- The data
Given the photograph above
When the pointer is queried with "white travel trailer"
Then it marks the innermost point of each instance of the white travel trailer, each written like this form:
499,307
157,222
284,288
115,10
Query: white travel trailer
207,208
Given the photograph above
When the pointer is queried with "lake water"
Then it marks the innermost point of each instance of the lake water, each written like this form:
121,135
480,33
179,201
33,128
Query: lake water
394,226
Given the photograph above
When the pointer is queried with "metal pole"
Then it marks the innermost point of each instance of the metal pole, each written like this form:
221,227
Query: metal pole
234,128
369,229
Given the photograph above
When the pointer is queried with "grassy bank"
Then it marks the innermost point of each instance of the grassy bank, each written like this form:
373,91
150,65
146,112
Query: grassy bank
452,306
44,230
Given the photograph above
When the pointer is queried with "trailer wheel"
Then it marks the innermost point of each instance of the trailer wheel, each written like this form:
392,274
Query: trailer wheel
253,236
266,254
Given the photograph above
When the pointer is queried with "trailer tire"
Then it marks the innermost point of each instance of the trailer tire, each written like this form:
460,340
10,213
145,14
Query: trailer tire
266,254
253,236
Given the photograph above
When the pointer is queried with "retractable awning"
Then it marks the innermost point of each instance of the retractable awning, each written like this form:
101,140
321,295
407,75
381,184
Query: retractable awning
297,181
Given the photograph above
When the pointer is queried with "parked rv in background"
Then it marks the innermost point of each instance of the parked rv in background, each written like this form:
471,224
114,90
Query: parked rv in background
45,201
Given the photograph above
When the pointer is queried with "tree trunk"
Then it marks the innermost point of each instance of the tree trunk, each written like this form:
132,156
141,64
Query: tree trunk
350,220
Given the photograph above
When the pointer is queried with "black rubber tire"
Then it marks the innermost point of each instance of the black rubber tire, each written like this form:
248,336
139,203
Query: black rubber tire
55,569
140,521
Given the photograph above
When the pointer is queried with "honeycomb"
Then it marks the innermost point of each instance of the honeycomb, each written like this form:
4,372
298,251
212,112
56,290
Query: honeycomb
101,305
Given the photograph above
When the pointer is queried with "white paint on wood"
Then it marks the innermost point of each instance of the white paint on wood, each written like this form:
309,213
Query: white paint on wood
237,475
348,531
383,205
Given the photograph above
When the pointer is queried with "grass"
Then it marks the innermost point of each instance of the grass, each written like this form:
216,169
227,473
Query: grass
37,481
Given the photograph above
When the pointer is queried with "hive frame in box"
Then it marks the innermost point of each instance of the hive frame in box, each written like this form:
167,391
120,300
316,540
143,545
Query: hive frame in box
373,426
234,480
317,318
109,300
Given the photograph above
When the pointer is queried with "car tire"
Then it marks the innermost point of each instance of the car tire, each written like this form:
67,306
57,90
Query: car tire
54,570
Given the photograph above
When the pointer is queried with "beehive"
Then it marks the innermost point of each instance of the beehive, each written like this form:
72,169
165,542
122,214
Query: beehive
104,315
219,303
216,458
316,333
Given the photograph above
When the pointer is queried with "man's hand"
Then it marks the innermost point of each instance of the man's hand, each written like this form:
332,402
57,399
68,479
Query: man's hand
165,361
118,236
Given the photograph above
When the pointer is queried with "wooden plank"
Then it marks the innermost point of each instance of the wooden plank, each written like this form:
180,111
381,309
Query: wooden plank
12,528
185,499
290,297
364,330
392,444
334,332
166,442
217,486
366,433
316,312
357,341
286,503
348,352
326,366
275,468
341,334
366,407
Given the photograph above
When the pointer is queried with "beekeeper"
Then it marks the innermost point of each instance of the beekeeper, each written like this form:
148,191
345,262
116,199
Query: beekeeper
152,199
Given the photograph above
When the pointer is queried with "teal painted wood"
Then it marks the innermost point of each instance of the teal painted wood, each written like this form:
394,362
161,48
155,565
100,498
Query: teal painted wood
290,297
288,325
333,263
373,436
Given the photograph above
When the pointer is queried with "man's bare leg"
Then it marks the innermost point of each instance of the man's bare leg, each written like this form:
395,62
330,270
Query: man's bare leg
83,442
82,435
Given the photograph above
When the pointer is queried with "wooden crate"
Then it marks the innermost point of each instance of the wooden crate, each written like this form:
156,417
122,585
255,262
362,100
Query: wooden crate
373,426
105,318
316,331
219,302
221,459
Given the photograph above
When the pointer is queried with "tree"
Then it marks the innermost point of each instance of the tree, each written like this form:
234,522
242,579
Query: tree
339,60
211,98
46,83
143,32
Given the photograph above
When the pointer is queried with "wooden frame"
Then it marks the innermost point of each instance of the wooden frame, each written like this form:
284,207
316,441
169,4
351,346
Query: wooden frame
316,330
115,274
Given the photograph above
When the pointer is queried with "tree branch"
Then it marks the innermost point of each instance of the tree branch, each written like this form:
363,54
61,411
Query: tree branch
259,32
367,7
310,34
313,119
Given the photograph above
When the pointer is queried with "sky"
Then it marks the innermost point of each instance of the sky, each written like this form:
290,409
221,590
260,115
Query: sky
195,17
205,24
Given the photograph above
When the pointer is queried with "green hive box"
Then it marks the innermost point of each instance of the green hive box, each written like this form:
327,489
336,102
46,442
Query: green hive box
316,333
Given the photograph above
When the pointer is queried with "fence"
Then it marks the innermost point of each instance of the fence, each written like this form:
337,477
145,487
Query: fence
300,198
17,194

- Problem details
Send back every record, precisely as written.

- Finished answer
Given the photograph above
When the pointer is queried with "white travel trailer"
Then it marks the innermost point of each instance of the white travel trailer, each written like this form:
499,307
157,222
284,288
115,10
Query: white travel trailer
207,208
Given the photograph above
When the pointer is queried with "lake water"
Then it marks the innermost point of each instance of the lake water, each written like this form:
121,135
480,33
179,201
33,128
Query: lake water
394,226
Given the photograph above
When the pointer is queried with "metal pole"
Then it marks the innermost point of each instance of the metal pole, each written like this form:
221,227
Query: metal pole
234,128
369,229
Given the photograph above
When the pointer is queried with "grassy bank"
Then it marks the innermost point of each instance of the grassy bank, each written like this form:
373,91
150,65
146,112
Query: grassy bank
452,306
44,230
Given the photograph above
When the pointer is queried with "trailer wheel"
Then it marks the innermost point of each instance of the trailer wheel, each written like this form:
392,274
Query: trailer wheel
253,236
266,254
Given the photograph above
When the pointer is queried with "trailer tire"
Then it marks the innermost point of each instance of the trailer tire, each written like this form:
460,340
10,213
145,14
Query: trailer tire
266,254
253,236
Given the photograph above
When the pointer is queried with "retractable awning"
Then it marks the innermost point of each instance of the retractable awning, each written like this form:
101,140
321,295
407,75
381,184
Query: retractable awning
297,181
Given the photograph above
When the pointer is queried with "parked rv in background"
Then it marks the innermost point of each instance of the parked rv in background, each written like this form:
471,224
114,90
Query: parked rv in background
45,201
Given the photograph above
When the pointer is queried with "tree trunk"
Then it marks the innermost point of each instance of the tree trunk, each written like this form:
132,156
141,64
Query: tree trunk
350,220
Given the photograph above
When the pointer is queried with "black rubber tire"
Then it marks the innermost point of each instance of the black rubber tire, each written like this form:
248,336
139,203
Query: black rubber tire
55,569
140,521
Given the photograph above
When the pointer is queried with "honeycomb"
Then it marks the innermost point of each instance of the honeycomb, each written like this form:
4,372
298,251
212,112
56,290
Query: honeycomb
101,305
Given the photograph above
When the pointer is queried with "white paint on wood"
Then it marks the innermost point of each instance of the white paint on wood, each written like this form:
309,213
Query: white paint on wood
237,475
348,531
383,205
Given the photograph above
When the pointer is queried with "grass"
Then it marks the innermost point of each instance of the grass, each written like this form:
216,169
227,473
Query: grass
37,481
Given the photograph above
When the pointer is queried with "hive frame in box"
Then it marks the innermost point of each instance of the hive frame in box, each written like this form:
167,391
120,300
316,540
143,545
Query: hive frame in box
373,426
234,480
317,318
109,300
Given the photograph above
When the pointer is queried with "car tire"
Then it marks the innermost point of each instance of the car tire, each written like this form:
67,306
57,90
Query: car tire
54,570
Given the photograph above
When the pointer is queried with "beehive"
Then it marks the innermost point of each instance of the beehive, each written like this form:
72,169
165,542
122,214
Query: beehive
104,315
219,303
216,458
316,333
Given the photograph above
When the pointer is queried with "man's hand"
Then it marks the innermost point of each instance of the man's hand, each written like this form:
332,402
57,399
68,479
Query: man's hand
165,361
118,236
Given the photograph above
When the pointer is queried with "wooden plank"
Then it marks the innermost point of each instance of the wooden plank, each written like this form:
180,111
381,309
Query: wooden plank
12,528
185,499
290,297
364,330
392,444
334,332
166,442
217,486
366,433
316,312
357,341
286,503
348,352
326,366
275,468
341,334
366,407
Given the photograph above
When the pointer is queried with "beekeeper"
Then it marks the innermost point of each instance of the beekeeper, each written like this form:
148,191
345,262
116,199
Query: beekeeper
152,199
Given the photograph above
When the pointer is queried with "teal painted wood"
Then it marks the innermost point of each instance of the teal painted wood, each written like this form:
394,362
161,48
155,565
100,498
Query: teal painted wood
290,297
288,325
333,263
373,436
Given the photograph above
When the pointer is queried with "man's bare leg"
Then it marks the innermost point of each instance of the man's bare leg, each written like this form:
395,62
330,270
Query: man's bare leg
83,442
82,435
Given the photograph above
When the pointer is queried with "wooden crate"
Then it marks the innermost point of each instance of the wooden crate, each written like this form:
156,417
122,585
255,262
362,100
Query: wooden crate
373,426
105,318
316,331
219,302
221,459
Given the photograph above
When the pointer is queried with "tree"
Then it marks the innermost point of each instance of the tree, each written like this form:
234,522
242,579
Query: tree
339,60
211,98
46,83
143,32
Given the photograph above
When the pointer is queried with "wooden frame"
Then it marks the innermost point of each instance of the wooden frame, each written like this form:
284,207
316,441
169,4
351,346
Query: wooden frame
316,330
115,274
Given the photograph above
When the pointer is queried with "tree branch"
Then it marks the innermost point of each instance of the tree branch, each written like this form:
363,54
61,411
Query: tree branch
259,32
367,7
310,34
313,119
Given the photograph above
When the pointer is queried with "sky"
Then it marks the innermost point of each instance of the sky, each written like this form:
290,409
221,590
260,115
Query: sky
195,17
205,24
Given the photograph above
When the pointer is queried with "green hive box"
Then it marks the innermost point of each instance of the green hive box, each written like this form:
327,489
336,102
46,442
Query: green hive box
316,333
Given the photograph above
When the pointer is queried with "fence"
Then it marks the innermost point of each instance of the fence, each written like this form:
337,477
145,487
Query: fence
300,198
17,194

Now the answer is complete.